### Given text
━━━
Mark Itzler and Sabbir Rangwala
Receiver components are critical elements in the WDM supply chain. Therefore, it makes sense for manufacturers to integrate traditionally discrete analog and digital functionalities. Hybrid integrated solutions provide functionalities in reduced size so high performance can be obtained with efficient, low-cost processes easily scaled to larger volumes.
Tremendously rapid growth poses enormous challenges to the entire supply chain of products needed to assemble fiberoptic systems. Fiberoptic receiver components are critical elements in this supply chain, and several major themes play a role in their future evolution.
First, the steady migration to higher transmission bit rates is accompanied by a shift in the supplied component interface to the customer's module. This trend dictates the second theme, which is increased hybrid integration at the component level of traditionally discrete electronic elements. Third, more optical content will precede the photodetector, and this optical integration may eventually attain a scope comparable to the electronics integration following the detector. Finally, the rapid evolution of the systems marketplace and the challenges inherent in engineering high-speed receiver components require tremendous flexibility, rapid and robust product development, and very short time-to-volume intervals from component suppliers.
RECEIVER COMPONENT EVOLUTION
A fiberoptic receiver is required at every point in the network where an optical-to-electrical signal conversion is needed. This functionality, which becomes more difficult to achieve as higher bit rates are introduced, is realized using a fairly long chain of elements (see Fig. 1).
An optical fiber must be coupled to a photodiode to generate photocurrent. Using a transimpedance amplifier (TIA), the photocurrent is converted to an analog voltage that is further amplified by a post amplifier. Digital integrated circuits are then needed to generate a clock signal, recover the data, and demultiplex the data to lower-rate electrical bit streams. At high bit rates, the total functionality of a high performance receiver is often achieved using several lower level components by discretely assembling these into a fully functional module. One of these components typically contains the fiber-coupled photodiode packaged with the analog electronics (such as the TIA and perhaps a post-amplifier) and is referred to as the "analog front-end" of the receiver.
━━━
Coordinate labeling data

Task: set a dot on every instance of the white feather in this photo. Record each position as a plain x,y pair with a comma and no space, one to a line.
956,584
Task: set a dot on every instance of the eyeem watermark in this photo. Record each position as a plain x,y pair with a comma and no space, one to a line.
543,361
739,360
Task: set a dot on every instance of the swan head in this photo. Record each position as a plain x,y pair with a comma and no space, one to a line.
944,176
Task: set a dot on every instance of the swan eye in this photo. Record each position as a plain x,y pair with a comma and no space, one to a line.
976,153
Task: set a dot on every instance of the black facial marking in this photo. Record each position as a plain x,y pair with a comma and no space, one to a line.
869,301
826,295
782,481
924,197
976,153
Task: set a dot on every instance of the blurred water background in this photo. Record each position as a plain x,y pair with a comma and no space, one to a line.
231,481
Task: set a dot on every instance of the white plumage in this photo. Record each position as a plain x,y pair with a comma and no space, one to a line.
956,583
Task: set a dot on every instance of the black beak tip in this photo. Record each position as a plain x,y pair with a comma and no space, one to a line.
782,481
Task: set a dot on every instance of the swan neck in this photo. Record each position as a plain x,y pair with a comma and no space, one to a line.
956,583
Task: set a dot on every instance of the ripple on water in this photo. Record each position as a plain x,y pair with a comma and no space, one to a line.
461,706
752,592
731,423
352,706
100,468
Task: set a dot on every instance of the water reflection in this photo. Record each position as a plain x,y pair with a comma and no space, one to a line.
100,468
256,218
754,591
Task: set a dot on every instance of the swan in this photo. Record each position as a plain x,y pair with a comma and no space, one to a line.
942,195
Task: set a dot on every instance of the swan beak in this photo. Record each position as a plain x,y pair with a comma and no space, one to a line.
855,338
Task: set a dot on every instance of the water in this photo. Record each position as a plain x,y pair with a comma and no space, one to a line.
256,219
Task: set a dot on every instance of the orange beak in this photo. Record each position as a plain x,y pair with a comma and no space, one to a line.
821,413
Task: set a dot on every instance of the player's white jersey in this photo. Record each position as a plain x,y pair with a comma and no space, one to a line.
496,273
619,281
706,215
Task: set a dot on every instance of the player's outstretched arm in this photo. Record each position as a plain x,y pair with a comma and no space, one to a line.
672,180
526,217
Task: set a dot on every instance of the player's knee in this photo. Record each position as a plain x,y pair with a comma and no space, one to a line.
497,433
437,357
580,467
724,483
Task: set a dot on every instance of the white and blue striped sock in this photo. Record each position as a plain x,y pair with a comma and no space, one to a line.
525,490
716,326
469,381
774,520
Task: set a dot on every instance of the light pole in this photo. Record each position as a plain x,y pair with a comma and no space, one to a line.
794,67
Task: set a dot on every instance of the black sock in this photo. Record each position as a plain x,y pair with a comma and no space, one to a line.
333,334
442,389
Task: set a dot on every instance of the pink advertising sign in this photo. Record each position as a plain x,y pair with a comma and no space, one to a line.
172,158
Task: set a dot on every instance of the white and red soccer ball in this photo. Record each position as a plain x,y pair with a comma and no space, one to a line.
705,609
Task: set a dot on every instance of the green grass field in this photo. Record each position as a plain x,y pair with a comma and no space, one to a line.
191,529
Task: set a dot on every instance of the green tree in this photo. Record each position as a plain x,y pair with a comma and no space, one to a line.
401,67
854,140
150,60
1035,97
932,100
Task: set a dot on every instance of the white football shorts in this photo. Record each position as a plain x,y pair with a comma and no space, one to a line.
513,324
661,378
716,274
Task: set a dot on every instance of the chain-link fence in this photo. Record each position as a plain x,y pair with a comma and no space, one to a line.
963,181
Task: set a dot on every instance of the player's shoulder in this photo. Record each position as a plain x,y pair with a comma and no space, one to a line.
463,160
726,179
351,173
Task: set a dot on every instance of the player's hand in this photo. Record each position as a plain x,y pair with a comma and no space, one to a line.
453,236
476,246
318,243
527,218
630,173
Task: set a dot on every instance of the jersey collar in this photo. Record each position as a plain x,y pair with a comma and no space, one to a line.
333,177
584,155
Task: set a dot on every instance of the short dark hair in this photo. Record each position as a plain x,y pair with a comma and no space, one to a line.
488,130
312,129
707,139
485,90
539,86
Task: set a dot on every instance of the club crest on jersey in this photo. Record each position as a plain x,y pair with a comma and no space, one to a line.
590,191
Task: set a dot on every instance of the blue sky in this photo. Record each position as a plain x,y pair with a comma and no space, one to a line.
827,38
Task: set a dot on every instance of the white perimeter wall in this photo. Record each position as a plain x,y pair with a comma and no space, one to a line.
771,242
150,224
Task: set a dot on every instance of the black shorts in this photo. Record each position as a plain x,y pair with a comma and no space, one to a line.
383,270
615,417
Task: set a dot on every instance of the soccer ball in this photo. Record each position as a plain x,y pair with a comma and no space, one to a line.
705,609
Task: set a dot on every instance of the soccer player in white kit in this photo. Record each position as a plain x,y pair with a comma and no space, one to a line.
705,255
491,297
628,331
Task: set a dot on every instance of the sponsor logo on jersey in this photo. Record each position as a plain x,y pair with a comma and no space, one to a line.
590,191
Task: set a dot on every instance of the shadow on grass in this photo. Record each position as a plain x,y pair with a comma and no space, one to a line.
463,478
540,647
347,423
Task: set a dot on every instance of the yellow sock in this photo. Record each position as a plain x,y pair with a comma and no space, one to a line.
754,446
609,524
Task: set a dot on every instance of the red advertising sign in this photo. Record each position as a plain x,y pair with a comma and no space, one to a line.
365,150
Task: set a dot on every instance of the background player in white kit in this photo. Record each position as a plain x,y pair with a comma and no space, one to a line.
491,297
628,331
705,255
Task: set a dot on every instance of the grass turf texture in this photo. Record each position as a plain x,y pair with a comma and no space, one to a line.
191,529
━━━
### Required work
**A)** In the text on fiberoptic receiver components, what does the transimpedance amplifier convert the photocurrent into?
**B)** Please carry on the text on fiberoptic receiver components, picking up after its final sentence.

### Answers for the tasks
**A)** An analog voltage.

**B)**
It is interesting to analyze how the optimal level to which integration of various receiver functions at the component level has varied with the bit rate (see Fig. 2). At low speeds (less than 2.5 Gbit/s), the optimal interface for the component was a photodiode chip coupled to a fiber. From the perspectives of technology, flexibility, and cost, it made sense for a module manufacturer to integrate all of the analog and digital functionalities.
Reaching 2.5 Gbit/s, the interface of the discretely packaged photodiode with the analog electronics became more difficult to manage, so component manufacturers integrated the analog functionality into the photodiode component. Since module manufacturers were still easily able to integrate the higher level digital functions on the module board, the 2.5-Gbit/s analog front-end could be sold as a universal component with very little customization of testing interfaces and methodologies.
At 10 Gbit/s, while analog front-end receivers provide an extremely popular product interface, the complexity of testing conditions and the dependence of the performance on specific module board-level layout requires very customized interactions with each customer. There are also clear opportunities for component vendors to add tremendous value by integrating digital and demultiplexing functionalities for their customers in some segments of the applications. Therefore, a full 3R (regeneration, reshaping, and retiming) receiver within a component footprint becomes desirable. The trend will continue with 40-Gbit/s receivers.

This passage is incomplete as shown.